**ZADANIE**
Przekształć w listę numerowaną wiersze poniższych danych od wiersza zawierającego „Where can the purple bucket” do wiersza zawierającego „Target: baseball cap”, łącznie z oboma tymi wierszami. Puste wiersze pomiń.

**PRZEKAZANE DANE**

::::::::

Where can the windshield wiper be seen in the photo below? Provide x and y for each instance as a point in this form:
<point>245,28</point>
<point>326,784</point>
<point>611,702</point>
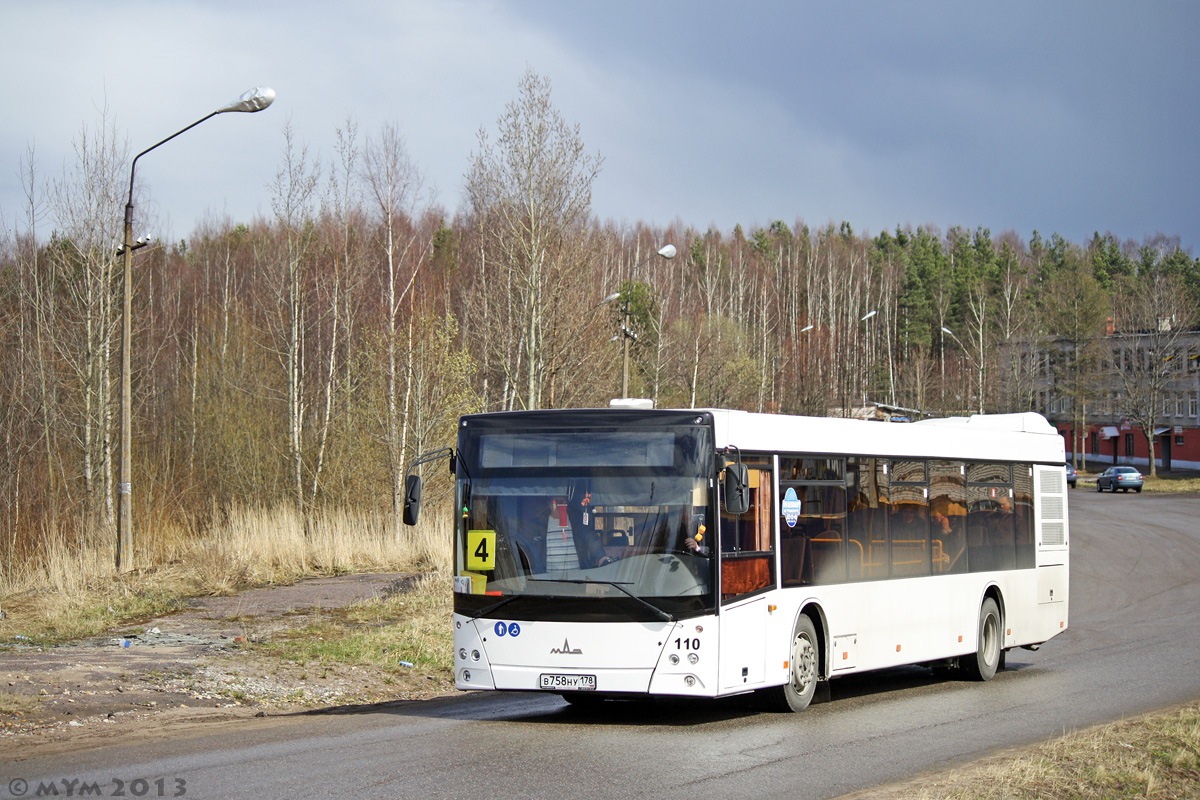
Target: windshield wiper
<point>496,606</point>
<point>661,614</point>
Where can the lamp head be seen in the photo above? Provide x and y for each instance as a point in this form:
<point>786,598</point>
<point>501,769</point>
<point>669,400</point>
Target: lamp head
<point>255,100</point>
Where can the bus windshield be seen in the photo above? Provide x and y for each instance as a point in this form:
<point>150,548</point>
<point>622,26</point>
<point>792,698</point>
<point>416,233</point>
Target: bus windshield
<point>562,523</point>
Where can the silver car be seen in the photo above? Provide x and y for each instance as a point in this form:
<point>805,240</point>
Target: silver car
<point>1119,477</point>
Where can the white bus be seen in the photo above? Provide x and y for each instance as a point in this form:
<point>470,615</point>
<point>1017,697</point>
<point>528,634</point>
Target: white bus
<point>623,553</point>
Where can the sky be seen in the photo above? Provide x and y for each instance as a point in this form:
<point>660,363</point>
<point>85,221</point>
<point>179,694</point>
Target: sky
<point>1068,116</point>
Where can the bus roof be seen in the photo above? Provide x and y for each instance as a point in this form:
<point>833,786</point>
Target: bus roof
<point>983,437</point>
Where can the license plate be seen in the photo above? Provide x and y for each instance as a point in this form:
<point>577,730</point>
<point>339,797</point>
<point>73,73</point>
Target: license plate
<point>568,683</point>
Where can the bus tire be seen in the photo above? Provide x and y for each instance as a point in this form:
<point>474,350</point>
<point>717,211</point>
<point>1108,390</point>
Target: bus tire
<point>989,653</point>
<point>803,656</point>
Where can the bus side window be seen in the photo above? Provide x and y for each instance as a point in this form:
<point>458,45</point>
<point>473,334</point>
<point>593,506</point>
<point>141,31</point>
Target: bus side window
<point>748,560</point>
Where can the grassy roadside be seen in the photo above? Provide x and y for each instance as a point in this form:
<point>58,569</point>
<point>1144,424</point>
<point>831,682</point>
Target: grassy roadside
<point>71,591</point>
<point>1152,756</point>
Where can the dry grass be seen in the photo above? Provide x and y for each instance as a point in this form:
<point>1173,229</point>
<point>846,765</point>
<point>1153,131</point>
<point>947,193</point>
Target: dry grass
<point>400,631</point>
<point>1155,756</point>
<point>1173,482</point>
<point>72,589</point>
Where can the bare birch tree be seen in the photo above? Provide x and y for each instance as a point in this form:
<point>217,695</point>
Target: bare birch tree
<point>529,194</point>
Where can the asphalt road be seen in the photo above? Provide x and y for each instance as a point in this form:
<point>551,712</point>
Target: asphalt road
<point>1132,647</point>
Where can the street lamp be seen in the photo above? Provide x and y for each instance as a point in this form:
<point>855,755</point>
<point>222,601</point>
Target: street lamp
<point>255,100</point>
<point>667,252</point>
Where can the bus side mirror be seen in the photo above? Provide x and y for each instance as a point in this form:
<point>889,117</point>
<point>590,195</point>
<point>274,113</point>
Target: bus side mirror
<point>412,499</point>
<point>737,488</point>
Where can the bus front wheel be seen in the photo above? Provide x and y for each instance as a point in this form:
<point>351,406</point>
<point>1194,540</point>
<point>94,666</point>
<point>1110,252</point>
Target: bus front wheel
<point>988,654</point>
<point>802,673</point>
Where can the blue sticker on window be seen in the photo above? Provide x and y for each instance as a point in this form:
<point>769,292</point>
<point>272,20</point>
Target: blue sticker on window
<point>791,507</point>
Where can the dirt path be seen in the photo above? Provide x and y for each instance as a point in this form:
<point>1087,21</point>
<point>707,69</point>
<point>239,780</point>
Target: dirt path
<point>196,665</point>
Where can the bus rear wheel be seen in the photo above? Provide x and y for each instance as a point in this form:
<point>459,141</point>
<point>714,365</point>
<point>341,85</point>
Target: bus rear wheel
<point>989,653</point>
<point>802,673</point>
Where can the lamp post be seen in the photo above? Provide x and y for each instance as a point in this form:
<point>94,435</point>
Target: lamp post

::::::::

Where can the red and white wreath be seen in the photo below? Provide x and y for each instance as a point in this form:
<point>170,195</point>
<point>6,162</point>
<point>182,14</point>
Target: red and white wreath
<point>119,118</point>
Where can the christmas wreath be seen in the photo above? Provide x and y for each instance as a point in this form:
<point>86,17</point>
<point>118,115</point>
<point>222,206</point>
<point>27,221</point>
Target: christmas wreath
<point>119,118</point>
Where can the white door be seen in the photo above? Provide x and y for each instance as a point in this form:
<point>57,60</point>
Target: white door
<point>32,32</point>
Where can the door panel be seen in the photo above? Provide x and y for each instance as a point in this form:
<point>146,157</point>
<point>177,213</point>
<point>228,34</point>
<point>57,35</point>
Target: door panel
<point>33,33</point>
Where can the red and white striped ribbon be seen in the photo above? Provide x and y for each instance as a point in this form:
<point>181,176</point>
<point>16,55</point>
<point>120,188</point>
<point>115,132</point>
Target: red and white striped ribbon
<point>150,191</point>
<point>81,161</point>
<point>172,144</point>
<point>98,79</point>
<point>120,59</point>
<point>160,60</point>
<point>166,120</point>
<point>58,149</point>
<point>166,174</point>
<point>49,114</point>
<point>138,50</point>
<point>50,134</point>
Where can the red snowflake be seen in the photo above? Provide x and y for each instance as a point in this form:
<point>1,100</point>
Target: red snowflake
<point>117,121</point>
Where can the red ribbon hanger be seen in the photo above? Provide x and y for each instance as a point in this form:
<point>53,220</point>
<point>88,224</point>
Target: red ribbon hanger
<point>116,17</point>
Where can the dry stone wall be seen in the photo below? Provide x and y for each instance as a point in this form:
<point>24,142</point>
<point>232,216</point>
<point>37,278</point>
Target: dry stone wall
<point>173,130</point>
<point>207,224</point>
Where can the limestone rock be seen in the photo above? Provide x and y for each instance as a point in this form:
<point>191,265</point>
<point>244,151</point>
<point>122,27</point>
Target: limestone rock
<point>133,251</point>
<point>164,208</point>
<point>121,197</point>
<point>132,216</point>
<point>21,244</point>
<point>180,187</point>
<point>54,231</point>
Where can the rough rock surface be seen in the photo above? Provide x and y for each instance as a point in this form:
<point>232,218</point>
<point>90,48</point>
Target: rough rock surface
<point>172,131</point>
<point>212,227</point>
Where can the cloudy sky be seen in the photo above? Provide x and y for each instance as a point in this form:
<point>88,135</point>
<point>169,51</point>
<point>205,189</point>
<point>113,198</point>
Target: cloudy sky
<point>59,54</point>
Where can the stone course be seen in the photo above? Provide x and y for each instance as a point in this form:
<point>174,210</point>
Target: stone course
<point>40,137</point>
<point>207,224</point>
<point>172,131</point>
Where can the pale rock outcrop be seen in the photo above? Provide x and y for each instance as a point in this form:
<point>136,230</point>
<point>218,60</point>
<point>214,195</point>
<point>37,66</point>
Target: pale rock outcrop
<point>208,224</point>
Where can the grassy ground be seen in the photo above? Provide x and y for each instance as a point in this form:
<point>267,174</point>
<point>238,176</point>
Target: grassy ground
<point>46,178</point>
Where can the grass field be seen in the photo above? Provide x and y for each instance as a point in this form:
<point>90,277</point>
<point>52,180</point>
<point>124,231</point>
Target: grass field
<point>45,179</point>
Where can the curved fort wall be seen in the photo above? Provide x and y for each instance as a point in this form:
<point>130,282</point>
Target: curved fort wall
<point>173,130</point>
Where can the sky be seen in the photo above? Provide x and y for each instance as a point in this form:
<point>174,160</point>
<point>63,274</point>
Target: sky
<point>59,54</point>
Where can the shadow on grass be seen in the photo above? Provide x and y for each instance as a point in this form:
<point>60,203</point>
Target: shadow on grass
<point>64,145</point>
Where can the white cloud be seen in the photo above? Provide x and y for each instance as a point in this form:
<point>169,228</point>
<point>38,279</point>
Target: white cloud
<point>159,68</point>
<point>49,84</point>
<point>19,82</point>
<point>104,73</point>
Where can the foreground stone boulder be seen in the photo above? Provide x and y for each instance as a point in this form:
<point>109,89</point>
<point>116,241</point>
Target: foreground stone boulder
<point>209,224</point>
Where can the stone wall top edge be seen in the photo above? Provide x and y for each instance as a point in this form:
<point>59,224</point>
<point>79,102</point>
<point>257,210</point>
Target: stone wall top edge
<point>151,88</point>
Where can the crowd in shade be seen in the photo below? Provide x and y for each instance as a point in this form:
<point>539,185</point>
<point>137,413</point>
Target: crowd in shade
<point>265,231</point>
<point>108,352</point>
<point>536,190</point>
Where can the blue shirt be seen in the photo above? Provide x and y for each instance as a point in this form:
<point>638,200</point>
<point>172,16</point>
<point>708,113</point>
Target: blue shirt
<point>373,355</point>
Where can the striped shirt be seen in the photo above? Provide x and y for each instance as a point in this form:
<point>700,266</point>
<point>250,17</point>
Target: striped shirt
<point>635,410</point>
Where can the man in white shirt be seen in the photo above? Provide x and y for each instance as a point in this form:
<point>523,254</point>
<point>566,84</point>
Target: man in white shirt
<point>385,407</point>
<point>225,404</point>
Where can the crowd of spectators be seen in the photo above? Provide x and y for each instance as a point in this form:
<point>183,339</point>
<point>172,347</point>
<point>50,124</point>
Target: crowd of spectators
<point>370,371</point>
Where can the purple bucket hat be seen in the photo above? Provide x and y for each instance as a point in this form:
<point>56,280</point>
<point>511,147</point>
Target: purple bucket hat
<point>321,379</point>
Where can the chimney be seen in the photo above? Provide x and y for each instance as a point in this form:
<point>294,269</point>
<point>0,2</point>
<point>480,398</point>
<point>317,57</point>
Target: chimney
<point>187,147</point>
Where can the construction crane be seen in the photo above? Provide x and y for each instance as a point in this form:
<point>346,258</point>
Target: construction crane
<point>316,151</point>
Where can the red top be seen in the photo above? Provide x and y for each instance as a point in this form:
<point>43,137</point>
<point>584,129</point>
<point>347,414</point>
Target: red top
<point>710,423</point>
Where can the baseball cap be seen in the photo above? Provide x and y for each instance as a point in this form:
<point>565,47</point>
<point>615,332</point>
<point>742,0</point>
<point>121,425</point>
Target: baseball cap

::::::::

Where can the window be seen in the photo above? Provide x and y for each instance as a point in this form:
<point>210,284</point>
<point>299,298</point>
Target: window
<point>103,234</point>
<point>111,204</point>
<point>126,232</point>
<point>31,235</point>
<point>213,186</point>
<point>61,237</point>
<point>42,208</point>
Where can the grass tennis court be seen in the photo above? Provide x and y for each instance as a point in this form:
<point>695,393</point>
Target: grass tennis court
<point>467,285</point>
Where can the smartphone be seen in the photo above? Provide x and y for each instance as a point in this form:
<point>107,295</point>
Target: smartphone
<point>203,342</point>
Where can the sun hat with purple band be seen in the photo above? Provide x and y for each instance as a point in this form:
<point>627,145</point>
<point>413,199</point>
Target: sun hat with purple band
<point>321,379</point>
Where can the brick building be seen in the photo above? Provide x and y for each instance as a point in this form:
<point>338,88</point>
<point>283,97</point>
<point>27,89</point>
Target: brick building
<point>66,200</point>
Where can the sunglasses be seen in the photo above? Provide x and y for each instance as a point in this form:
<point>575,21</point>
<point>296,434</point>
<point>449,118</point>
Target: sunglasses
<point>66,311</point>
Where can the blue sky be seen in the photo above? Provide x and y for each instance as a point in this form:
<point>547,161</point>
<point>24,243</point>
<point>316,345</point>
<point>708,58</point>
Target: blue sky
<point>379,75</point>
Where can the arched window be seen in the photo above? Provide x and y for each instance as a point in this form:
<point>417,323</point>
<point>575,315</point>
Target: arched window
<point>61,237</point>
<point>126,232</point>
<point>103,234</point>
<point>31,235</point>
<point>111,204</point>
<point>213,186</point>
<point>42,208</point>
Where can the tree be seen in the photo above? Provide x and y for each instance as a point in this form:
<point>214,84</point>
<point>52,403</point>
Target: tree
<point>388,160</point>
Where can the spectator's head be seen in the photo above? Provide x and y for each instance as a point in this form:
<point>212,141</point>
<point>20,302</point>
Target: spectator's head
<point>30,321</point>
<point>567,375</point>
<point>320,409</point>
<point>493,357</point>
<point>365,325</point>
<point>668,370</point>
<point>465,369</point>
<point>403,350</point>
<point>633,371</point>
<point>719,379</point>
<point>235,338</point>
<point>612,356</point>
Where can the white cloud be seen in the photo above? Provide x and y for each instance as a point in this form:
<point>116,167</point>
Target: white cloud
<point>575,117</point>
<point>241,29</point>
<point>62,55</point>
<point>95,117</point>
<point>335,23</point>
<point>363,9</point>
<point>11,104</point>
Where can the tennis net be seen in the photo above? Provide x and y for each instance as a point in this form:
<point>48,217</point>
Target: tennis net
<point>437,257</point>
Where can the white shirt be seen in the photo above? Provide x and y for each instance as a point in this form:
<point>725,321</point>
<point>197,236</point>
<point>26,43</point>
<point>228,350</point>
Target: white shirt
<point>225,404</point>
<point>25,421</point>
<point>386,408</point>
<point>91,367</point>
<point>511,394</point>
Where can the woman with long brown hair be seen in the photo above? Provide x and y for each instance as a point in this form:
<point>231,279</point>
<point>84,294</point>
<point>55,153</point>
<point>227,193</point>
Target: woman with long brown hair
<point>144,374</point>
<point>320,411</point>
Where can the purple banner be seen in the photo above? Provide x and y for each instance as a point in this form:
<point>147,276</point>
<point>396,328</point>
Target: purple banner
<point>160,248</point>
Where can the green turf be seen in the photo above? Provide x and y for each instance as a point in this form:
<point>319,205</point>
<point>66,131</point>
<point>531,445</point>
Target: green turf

::::::::

**ROZWIĄZANIE ZADANIA**
1. Where can the purple bucket hat be seen in the photo above? Provide x and y for each instance as a point in this form:
2. <point>56,280</point>
3. <point>511,147</point>
4. Target: purple bucket hat
5. <point>321,379</point>
6. Where can the chimney be seen in the photo above? Provide x and y for each instance as a point in this form:
7. <point>294,269</point>
8. <point>0,2</point>
9. <point>480,398</point>
10. <point>317,57</point>
11. Target: chimney
12. <point>187,147</point>
13. Where can the construction crane be seen in the photo above? Provide x and y for each instance as a point in this form:
14. <point>346,258</point>
15. Target: construction crane
16. <point>316,151</point>
17. Where can the red top be seen in the photo above? Provide x and y for each instance as a point in this form:
18. <point>43,137</point>
19. <point>584,129</point>
20. <point>347,414</point>
21. Target: red top
22. <point>710,423</point>
23. Where can the baseball cap be seen in the photo above? Provide x and y for each instance as a point in this form:
24. <point>565,47</point>
25. <point>615,332</point>
26. <point>742,0</point>
27. <point>121,425</point>
28. Target: baseball cap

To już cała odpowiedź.